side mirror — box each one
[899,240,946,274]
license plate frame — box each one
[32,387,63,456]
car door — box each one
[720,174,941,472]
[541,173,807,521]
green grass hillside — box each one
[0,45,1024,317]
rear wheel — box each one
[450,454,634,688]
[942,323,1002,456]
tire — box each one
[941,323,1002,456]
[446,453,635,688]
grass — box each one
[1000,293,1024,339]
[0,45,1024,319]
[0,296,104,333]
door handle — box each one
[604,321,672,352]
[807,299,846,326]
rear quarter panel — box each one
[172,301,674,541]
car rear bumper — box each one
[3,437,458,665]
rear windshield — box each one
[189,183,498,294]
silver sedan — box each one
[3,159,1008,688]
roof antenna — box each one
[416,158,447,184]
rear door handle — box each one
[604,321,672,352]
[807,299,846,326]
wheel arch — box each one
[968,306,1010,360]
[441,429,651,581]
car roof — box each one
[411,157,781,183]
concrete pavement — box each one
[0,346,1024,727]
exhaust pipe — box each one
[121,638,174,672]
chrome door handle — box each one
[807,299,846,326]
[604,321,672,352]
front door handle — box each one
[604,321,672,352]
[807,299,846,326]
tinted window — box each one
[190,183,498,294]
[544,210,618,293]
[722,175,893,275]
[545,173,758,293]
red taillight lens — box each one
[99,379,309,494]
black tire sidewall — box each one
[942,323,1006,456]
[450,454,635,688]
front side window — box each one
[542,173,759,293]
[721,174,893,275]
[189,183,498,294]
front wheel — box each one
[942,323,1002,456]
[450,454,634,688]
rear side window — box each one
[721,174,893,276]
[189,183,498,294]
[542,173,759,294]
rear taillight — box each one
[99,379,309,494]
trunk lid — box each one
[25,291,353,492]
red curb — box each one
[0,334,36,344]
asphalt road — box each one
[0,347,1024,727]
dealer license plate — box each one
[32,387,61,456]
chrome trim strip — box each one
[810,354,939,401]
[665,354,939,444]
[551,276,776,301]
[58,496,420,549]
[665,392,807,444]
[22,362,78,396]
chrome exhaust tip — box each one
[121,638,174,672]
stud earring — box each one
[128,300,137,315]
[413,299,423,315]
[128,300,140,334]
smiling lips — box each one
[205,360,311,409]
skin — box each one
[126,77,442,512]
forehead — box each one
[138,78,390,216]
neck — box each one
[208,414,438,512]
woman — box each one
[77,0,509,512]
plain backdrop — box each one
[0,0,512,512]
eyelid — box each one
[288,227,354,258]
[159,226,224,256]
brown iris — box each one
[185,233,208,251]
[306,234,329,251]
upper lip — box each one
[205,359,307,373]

■ ■ ■

Please go through all the records above and rename every "box each one" to "mark every instance", keeping everything else unchanged.

side mirror — mark every instance
[899,240,946,274]
license plate frame — mark every instance
[32,387,63,456]
car door — mark every instance
[720,174,941,472]
[541,173,807,521]
green grass hillside — mark every instance
[0,45,1024,317]
rear wheel — mark every instance
[450,454,634,688]
[942,323,1002,456]
tire — mark every instance
[941,323,1002,456]
[446,453,635,688]
grass — mark every instance
[1000,293,1024,339]
[0,45,1024,319]
[0,296,104,333]
door handle — mark every instance
[604,321,672,352]
[807,299,846,326]
rear quarter panel — mark every instance
[172,301,674,541]
car rear bumper — mark every instance
[3,437,458,665]
rear windshield — mark every instance
[189,183,498,294]
silver sedan — mark every instance
[3,159,1008,688]
roof antenna — mark every instance
[416,158,447,184]
rear door handle — mark every instance
[604,321,672,352]
[807,299,846,326]
wheel arch — mark every instance
[968,306,1010,360]
[441,429,651,581]
car roof — mark every instance
[411,157,781,183]
concrete pavement — mark every instance
[0,346,1024,727]
exhaust pipe — mark every instance
[121,638,174,672]
chrome door handle — mark every instance
[807,299,846,326]
[604,321,672,352]
front door handle — mark every instance
[604,321,672,352]
[807,299,846,326]
tinted window — mark every instance
[190,183,498,294]
[544,210,618,293]
[722,175,893,275]
[545,173,758,293]
red taillight lens — mark every instance
[99,379,309,494]
black tire sidewall — mark every instance
[942,323,1006,456]
[450,454,635,688]
front side window — mark every instance
[542,173,759,293]
[721,174,893,275]
[189,183,498,294]
front wheel — mark every instance
[942,323,1002,456]
[450,454,634,688]
rear side window — mark every instance
[721,174,893,276]
[189,183,498,294]
[542,173,759,294]
rear taillight — mark every instance
[99,379,309,494]
trunk lid — mark every instance
[25,291,353,492]
red curb — mark every instance
[0,334,36,344]
asphalt road — mark every instance
[0,347,1024,727]
dealer license plate — mark every instance
[32,387,61,456]
chrome trim strip — mark every instance
[810,354,939,401]
[665,354,939,444]
[551,276,776,301]
[58,496,420,549]
[665,392,807,444]
[22,362,78,396]
chrome exhaust tip — mark every instance
[121,638,174,672]
stud earring — mark every instance
[128,300,137,315]
[413,299,423,315]
[128,300,140,334]
smiling lips — mark every instance
[205,360,311,409]
skin — mark every instance
[126,77,442,512]
forehead — mark every instance
[138,78,390,216]
neck — mark every instance
[208,414,438,512]
woman — mark every instance
[77,0,509,512]
plain backdrop — mark every instance
[0,0,512,512]
eyelid — mark every instance
[288,227,354,258]
[159,226,224,256]
brown iris — mark every instance
[185,233,208,251]
[306,234,329,251]
upper lip — mark every instance
[205,359,307,373]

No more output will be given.